> _PROBLEM TO WORK ON_:
Output the full material exactly as it appears here.

> _RECORDS TO USE_:

######

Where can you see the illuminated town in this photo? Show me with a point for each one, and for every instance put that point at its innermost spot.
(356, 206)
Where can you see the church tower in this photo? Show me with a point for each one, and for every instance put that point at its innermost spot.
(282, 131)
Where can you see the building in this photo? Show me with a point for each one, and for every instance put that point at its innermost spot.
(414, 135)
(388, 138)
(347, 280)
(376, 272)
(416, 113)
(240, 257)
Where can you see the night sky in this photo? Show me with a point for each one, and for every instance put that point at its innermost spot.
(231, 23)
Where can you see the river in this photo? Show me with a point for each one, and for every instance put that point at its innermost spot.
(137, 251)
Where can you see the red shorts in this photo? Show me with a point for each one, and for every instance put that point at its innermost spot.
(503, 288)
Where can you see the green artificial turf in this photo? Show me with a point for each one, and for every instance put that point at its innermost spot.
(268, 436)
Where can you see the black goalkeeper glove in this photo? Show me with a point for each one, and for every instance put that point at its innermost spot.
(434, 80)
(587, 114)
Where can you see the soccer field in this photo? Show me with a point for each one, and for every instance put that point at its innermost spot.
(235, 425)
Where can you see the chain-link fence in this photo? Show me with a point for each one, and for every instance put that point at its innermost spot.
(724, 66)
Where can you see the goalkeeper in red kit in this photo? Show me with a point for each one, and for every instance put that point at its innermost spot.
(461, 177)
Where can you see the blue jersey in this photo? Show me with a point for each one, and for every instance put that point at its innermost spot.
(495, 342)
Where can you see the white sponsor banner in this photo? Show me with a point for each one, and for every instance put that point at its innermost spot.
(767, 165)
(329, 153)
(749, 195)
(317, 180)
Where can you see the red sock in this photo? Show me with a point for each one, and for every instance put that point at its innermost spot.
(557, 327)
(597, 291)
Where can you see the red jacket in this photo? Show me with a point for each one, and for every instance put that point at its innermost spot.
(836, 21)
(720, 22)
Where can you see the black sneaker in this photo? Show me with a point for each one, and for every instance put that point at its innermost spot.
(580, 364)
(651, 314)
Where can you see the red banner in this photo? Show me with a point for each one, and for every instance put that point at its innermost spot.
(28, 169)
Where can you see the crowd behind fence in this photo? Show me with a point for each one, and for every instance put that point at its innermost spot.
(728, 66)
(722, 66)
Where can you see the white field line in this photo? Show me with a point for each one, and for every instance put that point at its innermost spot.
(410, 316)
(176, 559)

######

> _SOLUTION_:
Where can you see the illuminated town in this photo? Show me with a point for each one, and for every instance put that point at its innermost spot.
(356, 206)
Where can you see the church tower in this photo? Show me with a point for each one, and for every instance put that point at its innermost spot.
(282, 131)
Where can you see the building in this photo? Show me with a point for each one, and for every instance put that point at its innermost spot.
(414, 135)
(388, 138)
(347, 280)
(376, 272)
(416, 113)
(240, 257)
Where can you see the night sky in this photo? Show me with a point for each one, and for every instance put that point at its innermost spot.
(231, 23)
Where can you see the river in this photo? Show me with a point for each one, and for every instance put that point at its innermost spot.
(137, 251)
Where can you see the red shorts in this photo? Show me with a point for each one, and for every instance put that point at its innermost spot.
(503, 288)
Where can you see the green artificial turf in this photo? Show me with a point for each one, and for every instance put that point at its innermost spot.
(268, 436)
Where can you see the black goalkeeper glove in this photo? Show me with a point for each one, and for every instance put that point at its innermost spot.
(434, 80)
(587, 114)
Where can you see the soccer field in this photo? Show me with a point for each one, and for every instance put that point at its innermost spot.
(235, 425)
Where can you see the chain-link fence in this photo? Show me with a point for each one, and for every instance put that point at its innermost spot.
(724, 66)
Where can you see the goalkeeper in red kit in this photo? Show me with a point for each one, and for every instance put that point at its innermost spot.
(461, 177)
Where can you see the blue jersey in this photo? Show me with a point for each one, and for every instance put that point at its innermost spot.
(495, 342)
Where can you see the white sponsor banner in this photo? Show me with a point for each one, and for every instance put that point at its innermost spot.
(767, 165)
(329, 153)
(749, 195)
(317, 180)
Where can you see the red sock in this photo? Show me with a point for each one, and for every instance put that point at its innermost spot.
(557, 327)
(597, 291)
Where can you see the red jacket in this photo? Show me with a point for each one, and for every instance put that point at its innermost spot.
(836, 21)
(720, 22)
Where can you see the black sneaker in this photo? Show me with a point for each one, and for every instance put that point at its innermost spot.
(580, 364)
(651, 314)
Where can you see the red banner in this photo? Show me with a point for each one, and for every instance put that point at its innermost spot.
(28, 169)
Where can you see the crowd behind fence in this photo? Show me with a point for each one, and for every instance put that point at its innermost spot.
(728, 66)
(722, 66)
Where can you see the white field line in this photo? Show me with a point for each one, and for every instance put that point at its innermost spot.
(410, 316)
(176, 559)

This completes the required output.